• [ВЫБРАННЫЙ ОТРЫВОК]
На протяжении значительного периода времени – более 20 лет, проводились исследования базисных ценностей россиян. В вопросе исследования ценностей мы сталкиваемся с двумя противоречивыми тенденциями: отрицание влияния национальной культуры на общественные ценности и исследование ценностей в рамках национальной культуры. В рамках обеих тенденций проводились периодические исследования, первое проведено в рамках Европейского социального исследования (ESS) с использованием ценностных показателей Ш. Шварца [9], второе проведено Центром изучения социокультурных изменений (ЦИСИ) ИФ РАН с использованием кластерного подхода к распределению ценностей Н.И. Лапина [10].


В данном случае мы не проявляем интерес непосредственно к выявлению и классификации ценностей россиян, а обратим внимание на ценность жертвенности. Прежде всего, она фигурирует только в исследовании ЦИСИ, в Европейском социальном исследовании такой ценности нет. Разработанная ЦИСИ ИФ РАН методика относит жертвенность к числу традиционных ценностей (также выделяются общечеловеческие и современные ценности) инструментального порядка в качестве ценности-средства достижения ценности-цели. Исследователями выделены пять кластеров: интегрирующий, дифференцирующий, жизнеобеспечивающий, институционно-регулятивный и антропокоммуникативный кластеры. Как было отмечено выше, жертвенность расценивается как средство обеспечения жизни, общительности, готовность поступиться чем-то значимым, следовать моральным нормам, ориентацию на благо другого человека, общую нравственность. Жертвенность выступает мостиком к поддержанию жизни других людей, а также как способ поддержать общение, то есть жертвенность предполагает принцип ты мне – я тебе, отдавая что-то, мы ожидаем нечто исключительно ценное для себя в ответ.

• [ЗАДАНИЕ 1] Какие кластеры ценностей выделены исследователями в отрывке о ценности жертвенности?

• [ДАННЫЕ ДЛЯ ЗАДАНИЯ]
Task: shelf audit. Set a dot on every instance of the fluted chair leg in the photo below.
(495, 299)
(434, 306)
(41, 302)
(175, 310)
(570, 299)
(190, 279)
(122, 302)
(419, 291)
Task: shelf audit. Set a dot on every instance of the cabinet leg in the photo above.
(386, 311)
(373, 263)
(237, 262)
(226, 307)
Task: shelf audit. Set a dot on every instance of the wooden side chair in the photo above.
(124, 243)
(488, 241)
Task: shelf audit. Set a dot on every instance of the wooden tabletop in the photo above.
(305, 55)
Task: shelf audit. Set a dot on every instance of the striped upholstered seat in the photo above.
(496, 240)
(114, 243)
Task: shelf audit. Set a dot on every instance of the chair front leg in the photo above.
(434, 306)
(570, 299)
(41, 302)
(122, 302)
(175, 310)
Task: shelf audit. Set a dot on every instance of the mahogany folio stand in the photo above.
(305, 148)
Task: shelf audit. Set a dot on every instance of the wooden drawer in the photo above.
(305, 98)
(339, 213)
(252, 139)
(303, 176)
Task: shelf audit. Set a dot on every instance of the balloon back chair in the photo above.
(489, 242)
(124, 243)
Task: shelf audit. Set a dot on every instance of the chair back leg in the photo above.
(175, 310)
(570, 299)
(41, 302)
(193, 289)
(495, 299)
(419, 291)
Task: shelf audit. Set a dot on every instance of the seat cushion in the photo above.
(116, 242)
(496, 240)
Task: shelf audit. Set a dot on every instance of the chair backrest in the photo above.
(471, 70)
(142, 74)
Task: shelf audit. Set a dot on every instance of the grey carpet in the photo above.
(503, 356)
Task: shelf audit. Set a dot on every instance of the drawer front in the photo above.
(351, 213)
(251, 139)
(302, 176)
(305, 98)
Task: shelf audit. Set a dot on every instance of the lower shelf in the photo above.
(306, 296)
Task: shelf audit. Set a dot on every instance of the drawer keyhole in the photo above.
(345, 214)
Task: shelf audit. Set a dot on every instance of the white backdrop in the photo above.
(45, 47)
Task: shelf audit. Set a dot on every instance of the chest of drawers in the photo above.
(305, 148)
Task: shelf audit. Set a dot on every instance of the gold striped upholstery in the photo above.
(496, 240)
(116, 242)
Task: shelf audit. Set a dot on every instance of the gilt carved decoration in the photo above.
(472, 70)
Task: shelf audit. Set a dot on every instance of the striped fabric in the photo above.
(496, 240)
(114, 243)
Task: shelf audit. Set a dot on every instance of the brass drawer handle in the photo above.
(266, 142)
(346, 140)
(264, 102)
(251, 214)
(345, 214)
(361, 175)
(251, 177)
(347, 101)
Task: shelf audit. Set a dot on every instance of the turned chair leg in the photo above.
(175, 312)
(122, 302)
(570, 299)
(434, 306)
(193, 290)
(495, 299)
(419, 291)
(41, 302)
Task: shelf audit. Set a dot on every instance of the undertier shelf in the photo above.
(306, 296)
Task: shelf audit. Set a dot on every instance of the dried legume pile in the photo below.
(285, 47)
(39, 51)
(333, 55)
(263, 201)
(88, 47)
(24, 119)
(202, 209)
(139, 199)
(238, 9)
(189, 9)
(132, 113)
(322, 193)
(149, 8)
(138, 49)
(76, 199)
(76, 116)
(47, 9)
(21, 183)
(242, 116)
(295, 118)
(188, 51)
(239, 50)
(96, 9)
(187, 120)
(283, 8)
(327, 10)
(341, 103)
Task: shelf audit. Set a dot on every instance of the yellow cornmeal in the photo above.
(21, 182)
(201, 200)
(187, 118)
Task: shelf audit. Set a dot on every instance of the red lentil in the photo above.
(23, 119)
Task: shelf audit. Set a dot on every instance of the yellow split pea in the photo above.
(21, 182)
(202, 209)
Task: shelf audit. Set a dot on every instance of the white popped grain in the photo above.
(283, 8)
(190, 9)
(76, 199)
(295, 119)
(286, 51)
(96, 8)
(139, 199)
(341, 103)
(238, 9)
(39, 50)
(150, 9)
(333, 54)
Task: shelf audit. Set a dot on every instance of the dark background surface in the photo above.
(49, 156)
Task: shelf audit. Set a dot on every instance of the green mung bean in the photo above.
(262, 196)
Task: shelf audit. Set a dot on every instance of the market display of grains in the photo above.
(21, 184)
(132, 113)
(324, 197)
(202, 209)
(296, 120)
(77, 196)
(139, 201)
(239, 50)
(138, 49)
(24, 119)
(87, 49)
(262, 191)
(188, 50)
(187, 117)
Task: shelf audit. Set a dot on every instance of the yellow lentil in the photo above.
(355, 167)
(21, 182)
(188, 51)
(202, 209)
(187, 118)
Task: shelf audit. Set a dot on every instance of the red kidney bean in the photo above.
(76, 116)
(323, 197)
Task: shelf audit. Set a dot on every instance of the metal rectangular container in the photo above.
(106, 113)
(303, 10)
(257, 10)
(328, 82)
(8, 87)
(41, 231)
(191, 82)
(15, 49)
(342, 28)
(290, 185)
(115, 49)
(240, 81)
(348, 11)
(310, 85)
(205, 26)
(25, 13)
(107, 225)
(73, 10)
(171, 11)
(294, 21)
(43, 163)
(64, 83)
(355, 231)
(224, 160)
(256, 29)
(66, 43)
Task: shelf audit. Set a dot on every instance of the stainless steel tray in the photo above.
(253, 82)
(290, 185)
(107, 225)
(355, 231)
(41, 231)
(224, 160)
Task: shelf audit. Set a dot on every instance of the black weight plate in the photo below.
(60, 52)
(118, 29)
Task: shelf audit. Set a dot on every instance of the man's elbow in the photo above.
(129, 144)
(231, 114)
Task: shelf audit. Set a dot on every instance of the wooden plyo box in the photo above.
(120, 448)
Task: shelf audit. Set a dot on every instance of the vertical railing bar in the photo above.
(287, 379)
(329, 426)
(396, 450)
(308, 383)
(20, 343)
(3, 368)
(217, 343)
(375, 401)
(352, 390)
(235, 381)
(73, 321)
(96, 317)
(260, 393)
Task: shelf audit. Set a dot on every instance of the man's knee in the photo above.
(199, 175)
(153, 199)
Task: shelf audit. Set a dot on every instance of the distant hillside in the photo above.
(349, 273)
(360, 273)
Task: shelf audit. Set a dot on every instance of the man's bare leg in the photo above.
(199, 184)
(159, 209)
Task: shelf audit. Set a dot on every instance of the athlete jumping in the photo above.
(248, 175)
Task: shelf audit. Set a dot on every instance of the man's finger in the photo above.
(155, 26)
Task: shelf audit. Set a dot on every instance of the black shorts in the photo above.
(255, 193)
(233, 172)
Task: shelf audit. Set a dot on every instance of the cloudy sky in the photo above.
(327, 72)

• [ЗАДАНИЕ 2] Перепишите строки данных, начиная со строки, где есть «plate in the photo below.», и заканчивая последней строкой данных, заменив в них «man's» на «athlete's». Всё остальное оставьте без изменений и выведите только этот фрагмент.

• [ОЖИДАЕМЫЙ ОТВЕТ 1] Интегрирующий, дифференцирующий, жизнеобеспечивающий, институционно-регулятивный и антропокоммуникативный.

• [ОЖИДАЕМЫЙ ОТВЕТ 2]
Task: shelf audit. Set a dot on every instance of the black weight plate in the photo below.
(60, 52)
(118, 29)
Task: shelf audit. Set a dot on every instance of the athlete's elbow in the photo above.
(129, 144)
(231, 114)
Task: shelf audit. Set a dot on every instance of the wooden plyo box in the photo above.
(120, 448)
Task: shelf audit. Set a dot on every instance of the vertical railing bar in the photo above.
(287, 379)
(329, 426)
(396, 450)
(308, 383)
(20, 343)
(3, 368)
(217, 343)
(375, 401)
(352, 390)
(235, 381)
(73, 321)
(96, 317)
(260, 393)
Task: shelf audit. Set a dot on every instance of the athlete's knee in the photo above.
(199, 175)
(153, 199)
Task: shelf audit. Set a dot on every instance of the distant hillside in the photo above.
(349, 273)
(360, 273)
Task: shelf audit. Set a dot on every instance of the athlete's bare leg in the photo above.
(199, 184)
(159, 209)
Task: shelf audit. Set a dot on every instance of the athlete jumping in the photo above.
(248, 175)
Task: shelf audit. Set a dot on every instance of the athlete's finger in the photo above.
(155, 26)
Task: shelf audit. Set a dot on every instance of the black shorts in the photo above.
(255, 193)
(233, 172)
Task: shelf audit. Set a dot on every instance of the cloudy sky in the photo above.
(327, 72)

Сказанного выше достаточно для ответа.